Litigation Overview of 20-Week Laws Enacted Since 2010

Of the 23 twenty-week laws enacted since 2010, only six have faced challenge in court, four have been enjoined, with one pending request for injunction in Montana, and 18 currently in effect.

 

 

Arizona

In Isaacson v. Horne, 716 F.3d 1213 (9th Cir. 2013), cert. denied Horne v. Isaacson, 571 U.S. 1127 (2014), the U.S. Court of Appeals for the Ninth Circuit enjoined the Arizona 20-week law on the grounds that the law violated the “viability rule” imposed by precedents of the U.S. Supreme Court. Under the viability rule, government may not prohibit abortion before the child reaches the age of viability, defined as the ability to survive outside the womb with support. In this case, the parties agreed that no child was viable at 20 weeks as measured by the statute.

 

Idaho

In McCormack v. Herzog, 788 F.3d 1017 (9th Cir. 2015), the U.S. Court of Appeals for the Ninth Circuit enjoined the Idaho 20-week law on the grounds that the law violated the viability rule.

 

Missouri

On July 30, 2019 abortion advocates filed a federal lawsuit challenging the Missouri Late-Term Pain-Capable Unborn Child Protection Act, enacted in 2019 as part of H.B. 126. Since 2019, the case, Reprod. Health Servs. of Planned Parenthood of the St. Louis Region, Inc. v. Parson, 1 F.4th 552 (8th Cir. 2021), appeared before the Eight Circuit and was temporarily enjoined on June 9, 2021. However, on July 13, 2021 the case was granted a rehearing en Banc and the opinion was vacated.

• Dataset content
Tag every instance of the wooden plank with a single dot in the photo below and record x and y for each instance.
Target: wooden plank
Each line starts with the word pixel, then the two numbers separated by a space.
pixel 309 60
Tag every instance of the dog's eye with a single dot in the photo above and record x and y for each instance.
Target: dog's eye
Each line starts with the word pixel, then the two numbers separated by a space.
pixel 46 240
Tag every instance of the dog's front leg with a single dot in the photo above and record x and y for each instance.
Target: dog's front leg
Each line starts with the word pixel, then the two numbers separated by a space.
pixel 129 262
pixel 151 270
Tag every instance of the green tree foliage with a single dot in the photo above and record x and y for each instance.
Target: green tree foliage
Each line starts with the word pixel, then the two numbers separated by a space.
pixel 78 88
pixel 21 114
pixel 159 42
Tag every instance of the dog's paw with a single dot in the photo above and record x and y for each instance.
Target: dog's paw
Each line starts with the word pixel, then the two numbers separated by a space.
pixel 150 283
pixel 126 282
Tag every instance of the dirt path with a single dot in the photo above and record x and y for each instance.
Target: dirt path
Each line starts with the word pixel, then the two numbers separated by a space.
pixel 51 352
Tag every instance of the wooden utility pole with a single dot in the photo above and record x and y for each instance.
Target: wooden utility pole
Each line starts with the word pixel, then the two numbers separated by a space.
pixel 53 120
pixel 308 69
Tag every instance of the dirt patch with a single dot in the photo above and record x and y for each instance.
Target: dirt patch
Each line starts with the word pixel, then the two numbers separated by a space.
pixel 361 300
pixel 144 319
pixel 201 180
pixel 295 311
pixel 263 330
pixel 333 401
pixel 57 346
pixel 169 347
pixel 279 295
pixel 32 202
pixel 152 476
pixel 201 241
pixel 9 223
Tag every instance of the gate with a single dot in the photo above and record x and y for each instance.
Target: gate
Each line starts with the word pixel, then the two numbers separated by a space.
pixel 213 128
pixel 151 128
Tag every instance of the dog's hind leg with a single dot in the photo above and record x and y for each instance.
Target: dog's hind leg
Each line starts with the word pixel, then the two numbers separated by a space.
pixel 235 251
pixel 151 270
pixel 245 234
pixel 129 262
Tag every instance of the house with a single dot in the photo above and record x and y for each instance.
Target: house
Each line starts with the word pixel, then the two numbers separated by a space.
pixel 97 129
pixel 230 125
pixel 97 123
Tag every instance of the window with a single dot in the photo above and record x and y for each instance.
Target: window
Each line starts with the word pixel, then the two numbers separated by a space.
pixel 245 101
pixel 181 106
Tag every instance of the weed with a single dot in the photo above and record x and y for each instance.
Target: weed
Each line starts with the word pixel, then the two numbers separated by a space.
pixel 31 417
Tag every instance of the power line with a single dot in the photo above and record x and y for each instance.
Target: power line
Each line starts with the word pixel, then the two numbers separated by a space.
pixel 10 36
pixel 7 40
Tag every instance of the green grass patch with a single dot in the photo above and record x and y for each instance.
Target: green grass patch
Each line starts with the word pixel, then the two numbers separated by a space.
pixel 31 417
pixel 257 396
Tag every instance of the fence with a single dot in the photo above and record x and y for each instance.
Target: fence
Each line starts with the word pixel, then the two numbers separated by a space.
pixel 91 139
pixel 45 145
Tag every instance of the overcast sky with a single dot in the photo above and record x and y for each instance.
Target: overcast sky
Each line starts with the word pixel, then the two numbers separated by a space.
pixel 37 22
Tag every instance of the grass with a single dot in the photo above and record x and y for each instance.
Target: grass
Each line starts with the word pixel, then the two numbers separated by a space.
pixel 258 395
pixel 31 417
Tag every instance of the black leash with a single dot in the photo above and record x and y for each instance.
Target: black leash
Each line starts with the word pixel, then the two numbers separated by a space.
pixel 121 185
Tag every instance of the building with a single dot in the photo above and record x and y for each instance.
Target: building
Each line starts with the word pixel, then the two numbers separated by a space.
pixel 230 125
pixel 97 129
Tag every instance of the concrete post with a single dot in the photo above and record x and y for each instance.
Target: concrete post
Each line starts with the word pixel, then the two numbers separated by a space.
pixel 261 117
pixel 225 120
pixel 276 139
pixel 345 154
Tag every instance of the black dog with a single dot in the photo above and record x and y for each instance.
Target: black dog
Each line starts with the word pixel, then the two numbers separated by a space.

• Description of the task
Rewrite the litigation overview from the words "Of the 23 twenty-week" through "by the statute.", changing "agreed" to "conceded". This material comes from a separate source.

• Result of the exercise
Of the 23 twenty-week laws enacted since 2010, only six have faced challenge in court, four have been enjoined, with one pending request for injunction in Montana, and 18 currently in effect.

 

 

Arizona

In Isaacson v. Horne, 716 F.3d 1213 (9th Cir. 2013), cert. denied Horne v. Isaacson, 571 U.S. 1127 (2014), the U.S. Court of Appeals for the Ninth Circuit enjoined the Arizona 20-week law on the grounds that the law violated the “viability rule” imposed by precedents of the U.S. Supreme Court. Under the viability rule, government may not prohibit abortion before the child reaches the age of viability, defined as the ability to survive outside the womb with support. In this case, the parties conceded that no child was viable at 20 weeks as measured by the statute.